Text shown Start Marker
South Korean drills like this one last month send a clear, calculated message: North Korea, despite its threats to turn the South's main city of Seoul into a "sea of fire," cannot compete with such advanced firepower. A military comparison would seem to give the South a lopsided victory, especially when its superpower ally, the United States, is factored in.

The North, however, makes up for its shortcomings with a vast and loyal force overseen by leaders with a reputation for ruthlessness and meticulously planned surprise attacks. That will not win a war — North Korea would almost certainly lose a conventional face-to-face confrontation — but it allows the North to stand up to the wealthier and better equipped South.

It's an equation that has long bedeviled both the United States and South Korea and left them looking strangely impotent in the face of North Korean attacks, most recently after the Nov. 23 shelling of a front-line South Korean island that killed two civilians and two marines. How to respond to such aggression will likely be a topic of talks when U.S. Defense Secretary Robert Gates visits Seoul on Friday.

A repeat of 1950, when North Korean forces streamed across the border in a surprise attack that sparked the Korean War, is unlikely. Standing in their way are 650,000 South Korean troops, much better prepared than those overrun six decades ago, and 28,500 American troops backed by another 50,000 in nearby Japan.

The United States supports its ally with the most advanced jets, bombers and ships in the world and a nuclear powered aircraft carrier based in Japan. Seoul also sits under a so-called nuclear umbrella: U.S. security commitments backed up with nuclear weapons.

Despite all this, the North continually vexes Seoul and Washington, gambling that they will not risk war by responding with full force to North Korean attacks.

In the last year, the North has twice shocked the South, allegedly sinking a South Korean warship in March, killing 46, and then shelling Yeonpyeong Island, which sits in waters the North claims as its own.

The North Korean threat, perfected through daring, often bloody, raids on the South, is designed to cause political and economic pain and to scare South Korean citizens.

"These guys are not suicidal; they're not crazy; they just know how to play a very bad hand very well," said Ralph Cossa, president of Pacific Forum CSIS, a Hawaii-based think tank. "They get lots of practice, and for them it's a full-time job."

The North is also pursuing nuclear weapons, an effort the United States, South Korea and Japan are trying to stop. Pyongyang is believed to have enough weaponized plutonium for at least half a dozen bombs, and Gates predicted Tuesday that it will have a limited ability to deliver a weapon to U.S. shores within five years.

"With the North Koreans' continuing development of nuclear weapons and their development of intercontinental ballistic missiles, North Korea is becoming a direct threat to the United States, and we have to take that into account," he said during a visit to China.

The two Koreas restored an important cross-border communication channel Wednesday, though the South continued to reject North Korean calls for talks, saying the North must first take responsibility for recent attacks and take steps toward nuclear disarmament.

The North has militarized its society, focusing time, money and political will on its armed forces. By some estimates, as much as a third of the economy is set aside for the military. From a population of just 24 million, it has created the world's fourth largest army, with an estimated 1.2 million on active duty and 7.7 million reserves.

North Korean children are pressured to enter youth guard organizations. When troops leave military service, they usually join paramilitary reserve forces, where some remain until their 60s and beyond, said Joseph Bermudez, a North Korea military analyst for the London-based Jane's Information Group.
Text shown End Marker
• **Assignment**: Name every person identified in the text on the Korean military balance, and give the title or affiliation it assigns to each.
The data Start Marker
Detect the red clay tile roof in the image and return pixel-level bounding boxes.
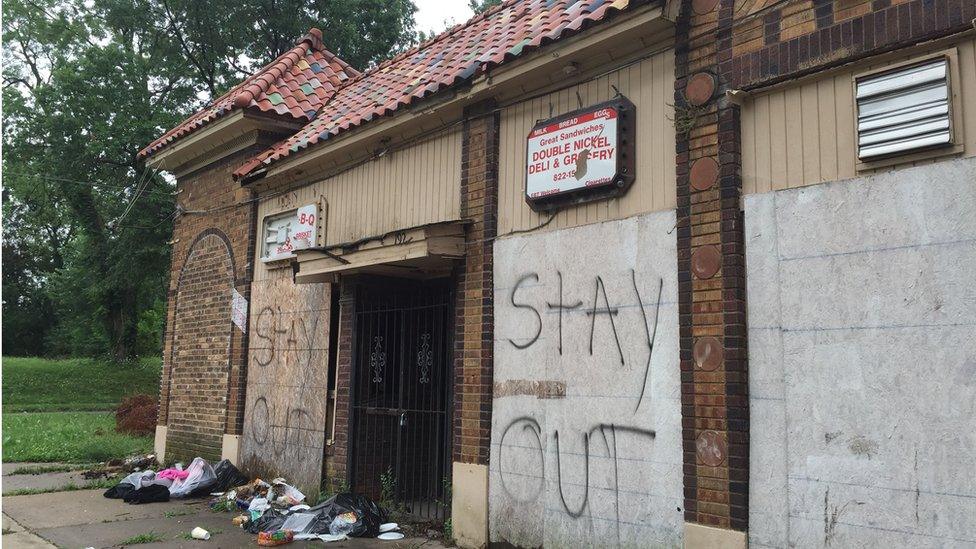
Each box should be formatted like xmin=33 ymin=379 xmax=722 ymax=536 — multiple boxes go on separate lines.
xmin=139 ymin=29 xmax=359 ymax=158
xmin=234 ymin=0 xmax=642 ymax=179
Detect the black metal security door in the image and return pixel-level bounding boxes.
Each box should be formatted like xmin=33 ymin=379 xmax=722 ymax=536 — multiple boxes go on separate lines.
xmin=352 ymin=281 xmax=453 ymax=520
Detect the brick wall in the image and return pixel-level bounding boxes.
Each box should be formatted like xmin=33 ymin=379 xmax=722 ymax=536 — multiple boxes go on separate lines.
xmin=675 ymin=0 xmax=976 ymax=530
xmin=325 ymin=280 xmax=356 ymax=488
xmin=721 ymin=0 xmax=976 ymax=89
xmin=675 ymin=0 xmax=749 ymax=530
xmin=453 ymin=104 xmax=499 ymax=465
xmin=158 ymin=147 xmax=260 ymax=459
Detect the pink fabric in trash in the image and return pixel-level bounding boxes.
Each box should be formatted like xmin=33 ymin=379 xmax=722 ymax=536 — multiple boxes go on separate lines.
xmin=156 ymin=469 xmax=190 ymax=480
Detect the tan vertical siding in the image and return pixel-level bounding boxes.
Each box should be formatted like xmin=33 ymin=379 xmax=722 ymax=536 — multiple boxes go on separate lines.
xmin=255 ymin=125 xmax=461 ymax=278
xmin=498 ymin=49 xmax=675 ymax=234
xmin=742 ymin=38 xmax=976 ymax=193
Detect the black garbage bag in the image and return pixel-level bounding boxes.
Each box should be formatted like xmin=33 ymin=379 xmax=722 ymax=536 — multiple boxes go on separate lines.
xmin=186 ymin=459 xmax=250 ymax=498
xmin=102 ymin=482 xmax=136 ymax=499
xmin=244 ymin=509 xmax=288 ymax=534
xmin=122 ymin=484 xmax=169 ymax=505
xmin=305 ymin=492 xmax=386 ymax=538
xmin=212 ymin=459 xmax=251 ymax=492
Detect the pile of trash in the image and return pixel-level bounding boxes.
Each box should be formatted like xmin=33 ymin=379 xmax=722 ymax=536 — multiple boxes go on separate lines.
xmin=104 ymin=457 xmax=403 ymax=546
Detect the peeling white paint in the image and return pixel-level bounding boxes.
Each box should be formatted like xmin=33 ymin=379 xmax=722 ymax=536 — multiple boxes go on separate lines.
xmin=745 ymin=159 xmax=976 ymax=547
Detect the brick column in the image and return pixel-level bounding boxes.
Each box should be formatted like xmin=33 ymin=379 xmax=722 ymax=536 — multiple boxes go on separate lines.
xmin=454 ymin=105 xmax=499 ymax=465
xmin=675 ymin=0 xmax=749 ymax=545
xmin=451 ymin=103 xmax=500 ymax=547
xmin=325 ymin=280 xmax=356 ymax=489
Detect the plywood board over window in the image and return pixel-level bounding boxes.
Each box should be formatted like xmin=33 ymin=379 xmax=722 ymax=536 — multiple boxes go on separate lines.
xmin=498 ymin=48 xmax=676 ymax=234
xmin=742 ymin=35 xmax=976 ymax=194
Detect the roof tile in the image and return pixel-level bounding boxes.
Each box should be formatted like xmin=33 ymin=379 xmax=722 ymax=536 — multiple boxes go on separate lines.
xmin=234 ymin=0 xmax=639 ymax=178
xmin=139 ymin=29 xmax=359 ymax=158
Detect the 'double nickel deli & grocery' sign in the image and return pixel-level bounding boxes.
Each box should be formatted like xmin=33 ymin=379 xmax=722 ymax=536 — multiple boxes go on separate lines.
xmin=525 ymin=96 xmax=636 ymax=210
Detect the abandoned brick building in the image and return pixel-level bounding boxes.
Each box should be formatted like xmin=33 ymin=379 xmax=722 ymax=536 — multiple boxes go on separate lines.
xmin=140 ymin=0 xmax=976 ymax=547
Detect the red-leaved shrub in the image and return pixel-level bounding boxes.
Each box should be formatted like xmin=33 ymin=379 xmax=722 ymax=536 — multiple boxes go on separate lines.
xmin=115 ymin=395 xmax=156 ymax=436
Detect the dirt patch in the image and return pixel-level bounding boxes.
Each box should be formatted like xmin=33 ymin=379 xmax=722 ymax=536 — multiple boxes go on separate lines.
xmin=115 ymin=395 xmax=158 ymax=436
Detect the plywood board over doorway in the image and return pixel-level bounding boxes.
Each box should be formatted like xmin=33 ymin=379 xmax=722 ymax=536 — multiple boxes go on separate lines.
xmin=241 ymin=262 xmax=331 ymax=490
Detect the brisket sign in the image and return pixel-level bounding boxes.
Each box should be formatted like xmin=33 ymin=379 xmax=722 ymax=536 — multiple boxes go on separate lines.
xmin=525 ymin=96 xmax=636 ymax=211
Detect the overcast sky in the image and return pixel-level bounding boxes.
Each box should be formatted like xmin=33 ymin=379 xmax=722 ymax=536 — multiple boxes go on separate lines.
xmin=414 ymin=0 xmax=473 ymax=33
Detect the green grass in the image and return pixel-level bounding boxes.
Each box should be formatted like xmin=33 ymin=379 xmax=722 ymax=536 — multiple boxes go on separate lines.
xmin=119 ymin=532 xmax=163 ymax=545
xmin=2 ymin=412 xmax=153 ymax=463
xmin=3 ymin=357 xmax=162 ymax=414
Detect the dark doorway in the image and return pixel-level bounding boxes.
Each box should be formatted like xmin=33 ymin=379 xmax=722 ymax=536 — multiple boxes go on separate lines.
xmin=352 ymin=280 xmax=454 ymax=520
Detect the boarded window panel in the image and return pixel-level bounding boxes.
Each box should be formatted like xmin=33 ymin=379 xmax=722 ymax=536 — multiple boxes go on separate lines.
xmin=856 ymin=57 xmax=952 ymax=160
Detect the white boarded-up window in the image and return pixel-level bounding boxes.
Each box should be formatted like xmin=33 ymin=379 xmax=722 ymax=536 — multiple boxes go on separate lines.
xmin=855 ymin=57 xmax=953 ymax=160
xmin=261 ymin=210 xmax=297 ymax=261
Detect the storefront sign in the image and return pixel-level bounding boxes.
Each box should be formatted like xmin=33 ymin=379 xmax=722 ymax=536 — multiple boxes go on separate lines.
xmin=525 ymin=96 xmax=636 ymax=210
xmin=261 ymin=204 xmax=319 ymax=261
The data End Marker
• **Response**:
- Robert Gates: U.S. Defense Secretary
- Ralph Cossa: president of Pacific Forum CSIS, a Hawaii-based think tank
- Joseph Bermudez: North Korea military analyst for the London-based Jane's Information Group